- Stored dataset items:
* begin *

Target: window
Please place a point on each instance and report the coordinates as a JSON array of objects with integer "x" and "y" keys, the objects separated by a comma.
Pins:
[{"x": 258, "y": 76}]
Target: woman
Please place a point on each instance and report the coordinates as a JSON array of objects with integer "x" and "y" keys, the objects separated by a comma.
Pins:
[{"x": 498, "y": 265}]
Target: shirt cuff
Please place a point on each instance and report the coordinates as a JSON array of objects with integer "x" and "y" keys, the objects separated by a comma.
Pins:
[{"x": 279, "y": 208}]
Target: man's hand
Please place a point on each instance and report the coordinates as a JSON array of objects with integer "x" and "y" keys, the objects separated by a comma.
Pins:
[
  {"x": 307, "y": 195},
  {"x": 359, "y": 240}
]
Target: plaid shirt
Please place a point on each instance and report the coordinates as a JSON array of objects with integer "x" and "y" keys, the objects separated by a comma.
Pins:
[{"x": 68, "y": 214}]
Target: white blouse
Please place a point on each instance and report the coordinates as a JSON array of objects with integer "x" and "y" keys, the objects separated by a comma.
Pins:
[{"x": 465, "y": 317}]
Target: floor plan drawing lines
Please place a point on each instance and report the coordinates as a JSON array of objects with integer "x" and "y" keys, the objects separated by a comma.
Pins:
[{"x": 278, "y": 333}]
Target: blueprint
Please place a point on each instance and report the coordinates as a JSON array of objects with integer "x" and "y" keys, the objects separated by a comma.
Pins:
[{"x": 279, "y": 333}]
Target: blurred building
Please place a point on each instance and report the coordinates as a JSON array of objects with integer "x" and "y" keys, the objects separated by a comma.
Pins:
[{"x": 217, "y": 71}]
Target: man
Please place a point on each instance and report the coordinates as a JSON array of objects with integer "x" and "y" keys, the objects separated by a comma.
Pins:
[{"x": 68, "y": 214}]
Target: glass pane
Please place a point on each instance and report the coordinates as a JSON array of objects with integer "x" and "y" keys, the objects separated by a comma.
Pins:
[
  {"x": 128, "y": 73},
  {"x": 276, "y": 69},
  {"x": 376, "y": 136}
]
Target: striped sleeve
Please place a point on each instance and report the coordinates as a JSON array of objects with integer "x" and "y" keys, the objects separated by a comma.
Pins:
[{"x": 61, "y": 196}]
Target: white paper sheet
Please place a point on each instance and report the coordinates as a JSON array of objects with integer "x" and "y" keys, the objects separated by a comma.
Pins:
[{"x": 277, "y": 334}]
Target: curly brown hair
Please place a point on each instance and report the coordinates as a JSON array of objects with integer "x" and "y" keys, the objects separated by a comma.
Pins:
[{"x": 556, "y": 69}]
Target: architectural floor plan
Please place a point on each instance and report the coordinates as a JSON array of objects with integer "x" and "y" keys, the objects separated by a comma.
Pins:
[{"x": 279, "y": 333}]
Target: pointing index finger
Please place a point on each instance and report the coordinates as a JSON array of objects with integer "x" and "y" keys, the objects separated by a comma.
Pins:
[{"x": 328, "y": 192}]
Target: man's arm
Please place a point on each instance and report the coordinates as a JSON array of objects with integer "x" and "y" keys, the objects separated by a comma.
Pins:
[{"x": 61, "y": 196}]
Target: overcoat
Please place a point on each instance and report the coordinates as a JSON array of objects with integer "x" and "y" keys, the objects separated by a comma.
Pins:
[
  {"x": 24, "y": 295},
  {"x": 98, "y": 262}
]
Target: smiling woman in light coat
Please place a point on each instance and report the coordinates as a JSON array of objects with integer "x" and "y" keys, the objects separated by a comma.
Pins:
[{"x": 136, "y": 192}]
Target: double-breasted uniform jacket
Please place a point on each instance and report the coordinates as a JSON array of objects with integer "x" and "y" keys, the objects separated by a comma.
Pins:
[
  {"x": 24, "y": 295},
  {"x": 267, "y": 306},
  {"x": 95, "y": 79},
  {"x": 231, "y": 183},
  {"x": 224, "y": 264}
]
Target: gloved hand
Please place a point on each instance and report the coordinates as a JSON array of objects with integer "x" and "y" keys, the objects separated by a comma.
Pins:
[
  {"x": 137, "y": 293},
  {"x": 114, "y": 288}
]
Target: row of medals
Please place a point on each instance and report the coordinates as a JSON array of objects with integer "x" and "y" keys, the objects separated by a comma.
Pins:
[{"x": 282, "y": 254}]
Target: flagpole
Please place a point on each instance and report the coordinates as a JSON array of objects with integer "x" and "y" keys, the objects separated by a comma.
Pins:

* end *

Transcribe all of the lines in the records precisely.

- TASK SOLUTION:
Target: window
Please place a point on each instance and report the coordinates as a JSON array of objects with integer "x" and "y" keys, the objects separated by a comma.
Pins:
[{"x": 258, "y": 76}]
Target: woman
Please place a point on each instance and report the coordinates as a JSON array of objects with integer "x" and "y" keys, the objects separated by a comma.
Pins:
[{"x": 498, "y": 265}]
Target: shirt cuff
Please place a point on each instance and report the coordinates as a JSON array of objects with integer "x" and "y" keys, the objects separated by a comma.
Pins:
[{"x": 279, "y": 208}]
Target: man's hand
Please place a point on each instance and report the coordinates as a JSON array of objects with integer "x" and "y" keys, the objects separated by a comma.
Pins:
[
  {"x": 307, "y": 195},
  {"x": 359, "y": 240}
]
Target: plaid shirt
Please place a point on each instance and report the coordinates as a JSON array of objects with integer "x" and "y" keys, the objects separated by a comma.
Pins:
[{"x": 68, "y": 214}]
Target: white blouse
Please place a point on each instance and report the coordinates as a JSON array of objects with integer "x" and "y" keys, the objects separated by a comma.
Pins:
[{"x": 465, "y": 317}]
Target: floor plan drawing lines
Please place a point on each instance and report the coordinates as a JSON array of objects with integer "x" and "y" keys, the objects separated by a comma.
Pins:
[{"x": 278, "y": 333}]
Target: blueprint
Please place a point on each instance and report the coordinates as a JSON array of objects with integer "x" and "y" keys, the objects separated by a comma.
Pins:
[{"x": 279, "y": 333}]
Target: blurred building
Please place a point on each instance and report the coordinates as a JSON array of objects with integer "x" and "y" keys, the objects separated by a comma.
Pins:
[{"x": 217, "y": 71}]
Target: man
Please place a point on each instance and report the coordinates as a JSON array of objects with integer "x" and "y" keys, the objects separated by a comma.
Pins:
[{"x": 68, "y": 214}]
Target: glass pane
Please place a point on each instance and report the coordinates as a JSON array of objects with integer "x" and "y" keys, the objects separated by a comma.
Pins:
[
  {"x": 128, "y": 73},
  {"x": 276, "y": 69},
  {"x": 376, "y": 136}
]
Target: striped sleeve
Please place a point on each instance and report the coordinates as a JSON array of objects with integer "x" and "y" keys, the objects separated by a comma.
Pins:
[{"x": 61, "y": 196}]
Target: white paper sheet
Please place a point on each instance and report the coordinates as a JSON array of objects with integer "x" and "y" keys, the objects separated by a comma.
Pins:
[{"x": 277, "y": 334}]
Target: curly brown hair
Please place a point on each instance and report the coordinates as a JSON array of objects with integer "x" and "y" keys, the objects separated by a comma.
Pins:
[{"x": 556, "y": 69}]
Target: architectural floor plan
Please place a point on each instance and report the coordinates as a JSON array of objects with integer "x" and "y" keys, the objects separated by a comma.
Pins:
[{"x": 279, "y": 333}]
Target: pointing index finger
Please place a point on each instance and report the coordinates as a JSON array of objects with integer "x" and "y" keys, the objects separated by a comma.
Pins:
[{"x": 328, "y": 192}]
Target: man's arm
Please place a point on each instance and report the coordinates as a JSON array of objects with integer "x" and "y" keys, the objects separated by a comma.
Pins:
[{"x": 61, "y": 196}]
Target: overcoat
Please place a point on each instance and report the coordinates as a JSON array of objects with integer "x" and "y" keys, the objects separated by a comma.
Pins:
[
  {"x": 24, "y": 295},
  {"x": 98, "y": 262}
]
Target: smiling woman in light coat
Please place a point on each instance and report the coordinates as a JSON array of objects with integer "x" and "y" keys, the objects separated by a comma.
Pins:
[{"x": 136, "y": 192}]
Target: double-breasted uniform jacket
Please place a point on each instance and report the coordinates as a JSON array of objects with integer "x" and "y" keys, the objects separated by a comma.
Pins:
[
  {"x": 24, "y": 295},
  {"x": 267, "y": 306},
  {"x": 95, "y": 79},
  {"x": 231, "y": 183},
  {"x": 224, "y": 264}
]
Target: gloved hand
Please place a point on each instance and report the coordinates as a JSON array of objects with integer "x" and "y" keys, the objects separated by a comma.
Pins:
[
  {"x": 137, "y": 293},
  {"x": 114, "y": 288}
]
Target: row of medals
Please place a point on each instance and report the coordinates as a JSON array of objects with integer "x" and "y" keys, the objects separated by a comma.
Pins:
[{"x": 282, "y": 254}]
Target: flagpole
Please place a point on each instance and report the coordinates as a JSON array of objects with integer "x" and "y" keys, the objects separated by a comma.
Pins:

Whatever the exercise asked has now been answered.